- _EXERCISE AIM_: Write out the passage of the prostate cancer article from "Davies is working" to "device since 2009.", word for word.

EXCERPT below:

New Method of Detecting Prostate Cancer
New imaging technologies are helping doctors target lesions on the prostate that can harbor cancer
, bringing to treatment of the reproductive gland a tool long used to fight cancer in other parts of the body.
Mammograms allow doctors to see and sample abnormal breast tissue. Colonoscopies help them sample polyps. But the standard prostate test is a “blind biopsy,” in which a doctor samples randomly from the walnut-sized gland guided only by the fuzzy image from an ultrasound, sometimes missing dangerous lesions.
“The prostate is really in this bizarre netherworld, in terms of diagnosis,” said Dr. Benjamin Davies, chief of urology at UPMC Shadyside.
Davies is working with a new device he believes will help transform treatment by helping doctors more accurately detect high-risk forms of prostate cancer while avoiding unnecessary detection of low-risk cancer, which many men may live with for years.
MRIs have become more sophisticated in the past few years, differentiating more accurately between potentially cancerous tissue and normal tissue in the prostate. Other new devices fuse the precise scan from the MRI with the live image produced by ultrasound, guiding a doctor’s needle directly to the lesion. The procedure is known as a fusion biopsy.
“I expect it will become standard of practice within a few years,” said Dr. Leonard Marks, a professor of urology at University of California-Los Angeles, where doctors have worked with a fusion device since 2009.
Shadyside has offered fusion biopsies for about two months, and Allegheny General Hospital plans to start offering them within the next six months. While the procedure shows promise, it still has shortcomings, studies show.
Even the most sensitive MRI machines miss 15 percent to 30 percent of prostate cancers, according to a UCLA study of about 1,200 men who underwent fusion biopsies with the university’s urology department. UCLA doctors use a device called Artemis, made by imaging technology company Eigen.
For that reason, most men should not skip the traditional biopsy, said Davies, the UPMC doctor.
The fusion procedure has proved to be most effective among men who have had blood tests indicating they are at risk for prostate cancer but who have undergone a traditional biopsy that didn’t find cancer. The combination suggests the blind biopsy might have missed something, Davies said.

End of EXCERPT.
RECORD SET below:

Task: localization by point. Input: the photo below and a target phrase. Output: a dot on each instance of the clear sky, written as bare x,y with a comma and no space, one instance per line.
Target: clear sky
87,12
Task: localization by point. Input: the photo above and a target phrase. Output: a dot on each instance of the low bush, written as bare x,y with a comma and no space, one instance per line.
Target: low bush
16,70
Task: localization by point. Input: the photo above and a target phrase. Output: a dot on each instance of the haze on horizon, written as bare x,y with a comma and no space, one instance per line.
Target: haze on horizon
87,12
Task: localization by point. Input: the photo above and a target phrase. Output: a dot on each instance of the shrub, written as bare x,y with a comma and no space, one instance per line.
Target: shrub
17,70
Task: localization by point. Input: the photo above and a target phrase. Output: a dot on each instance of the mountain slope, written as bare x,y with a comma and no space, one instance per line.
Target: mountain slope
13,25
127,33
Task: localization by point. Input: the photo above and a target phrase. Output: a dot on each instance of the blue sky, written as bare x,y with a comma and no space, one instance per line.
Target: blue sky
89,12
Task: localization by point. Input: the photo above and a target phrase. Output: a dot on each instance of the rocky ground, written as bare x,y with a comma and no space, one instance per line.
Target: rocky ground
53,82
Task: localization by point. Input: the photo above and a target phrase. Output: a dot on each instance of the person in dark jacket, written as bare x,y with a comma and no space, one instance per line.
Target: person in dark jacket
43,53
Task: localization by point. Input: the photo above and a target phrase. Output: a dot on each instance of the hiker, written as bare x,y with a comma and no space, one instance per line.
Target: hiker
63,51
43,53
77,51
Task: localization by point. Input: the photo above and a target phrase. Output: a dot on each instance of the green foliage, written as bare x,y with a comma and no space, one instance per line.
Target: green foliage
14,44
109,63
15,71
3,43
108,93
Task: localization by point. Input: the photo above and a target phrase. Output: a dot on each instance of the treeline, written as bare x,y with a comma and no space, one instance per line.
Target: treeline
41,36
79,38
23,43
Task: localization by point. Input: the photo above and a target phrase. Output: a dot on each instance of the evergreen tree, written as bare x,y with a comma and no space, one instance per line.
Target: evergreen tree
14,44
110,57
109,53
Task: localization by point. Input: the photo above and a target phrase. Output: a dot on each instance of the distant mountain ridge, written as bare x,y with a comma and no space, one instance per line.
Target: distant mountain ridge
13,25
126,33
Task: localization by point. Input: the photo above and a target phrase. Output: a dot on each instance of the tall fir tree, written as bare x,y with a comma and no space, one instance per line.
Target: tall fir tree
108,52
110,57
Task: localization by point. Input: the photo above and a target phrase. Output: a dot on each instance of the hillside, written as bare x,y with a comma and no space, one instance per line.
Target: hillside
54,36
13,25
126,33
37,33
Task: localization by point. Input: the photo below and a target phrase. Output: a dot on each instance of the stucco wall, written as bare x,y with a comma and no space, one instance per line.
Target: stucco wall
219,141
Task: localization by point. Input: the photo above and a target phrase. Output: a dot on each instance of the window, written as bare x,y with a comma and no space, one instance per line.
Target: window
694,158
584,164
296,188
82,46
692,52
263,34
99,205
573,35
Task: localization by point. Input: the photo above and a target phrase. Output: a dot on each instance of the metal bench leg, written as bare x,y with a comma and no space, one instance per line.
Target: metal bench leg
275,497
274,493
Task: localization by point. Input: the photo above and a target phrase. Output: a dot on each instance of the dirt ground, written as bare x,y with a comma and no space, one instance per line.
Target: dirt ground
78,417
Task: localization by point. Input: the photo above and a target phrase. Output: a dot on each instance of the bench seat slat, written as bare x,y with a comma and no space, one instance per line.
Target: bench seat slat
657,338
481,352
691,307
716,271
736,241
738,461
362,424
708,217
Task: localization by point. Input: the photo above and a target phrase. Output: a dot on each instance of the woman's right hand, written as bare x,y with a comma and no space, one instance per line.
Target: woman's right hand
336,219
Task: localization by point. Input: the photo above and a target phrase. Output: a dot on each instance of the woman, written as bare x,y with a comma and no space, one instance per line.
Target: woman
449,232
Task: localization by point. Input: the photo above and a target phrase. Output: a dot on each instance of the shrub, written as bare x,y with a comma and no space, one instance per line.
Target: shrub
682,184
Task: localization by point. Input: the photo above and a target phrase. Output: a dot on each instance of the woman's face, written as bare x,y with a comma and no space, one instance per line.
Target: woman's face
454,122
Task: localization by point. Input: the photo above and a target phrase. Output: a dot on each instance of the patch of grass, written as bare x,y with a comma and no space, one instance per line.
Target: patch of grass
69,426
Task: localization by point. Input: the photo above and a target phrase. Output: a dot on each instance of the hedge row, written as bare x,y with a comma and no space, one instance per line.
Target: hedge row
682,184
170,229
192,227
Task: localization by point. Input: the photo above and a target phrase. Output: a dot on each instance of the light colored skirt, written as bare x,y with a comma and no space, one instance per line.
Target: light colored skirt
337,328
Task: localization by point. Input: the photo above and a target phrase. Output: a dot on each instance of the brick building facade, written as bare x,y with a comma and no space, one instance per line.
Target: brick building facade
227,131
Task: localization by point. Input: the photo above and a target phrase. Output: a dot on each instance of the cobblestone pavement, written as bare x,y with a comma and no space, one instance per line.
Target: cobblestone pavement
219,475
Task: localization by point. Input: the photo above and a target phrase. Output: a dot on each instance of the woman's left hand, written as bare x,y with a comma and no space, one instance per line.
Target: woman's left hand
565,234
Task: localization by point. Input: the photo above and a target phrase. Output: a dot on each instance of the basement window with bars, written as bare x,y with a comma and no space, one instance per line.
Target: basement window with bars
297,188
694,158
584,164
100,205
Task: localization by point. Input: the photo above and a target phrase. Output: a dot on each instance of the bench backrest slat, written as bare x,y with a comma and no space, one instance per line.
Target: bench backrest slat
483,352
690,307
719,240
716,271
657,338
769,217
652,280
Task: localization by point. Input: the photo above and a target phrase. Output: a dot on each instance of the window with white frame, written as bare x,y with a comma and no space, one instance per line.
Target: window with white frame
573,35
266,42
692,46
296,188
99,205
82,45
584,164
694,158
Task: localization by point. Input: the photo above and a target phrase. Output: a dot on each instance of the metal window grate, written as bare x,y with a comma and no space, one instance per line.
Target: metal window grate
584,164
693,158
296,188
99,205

End of RECORD SET.

- _RESULT FOR THIS TASK_:
Davies is working with a new device he believes will help transform treatment by helping doctors more accurately detect high-risk forms of prostate cancer while avoiding unnecessary detection of low-risk cancer, which many men may live with for years.
MRIs have become more sophisticated in the past few years, differentiating more accurately between potentially cancerous tissue and normal tissue in the prostate. Other new devices fuse the precise scan from the MRI with the live image produced by ultrasound, guiding a doctor’s needle directly to the lesion. The procedure is known as a fusion biopsy.
“I expect it will become standard of practice within a few years,” said Dr. Leonard Marks, a professor of urology at University of California-Los Angeles, where doctors have worked with a fusion device since 2009.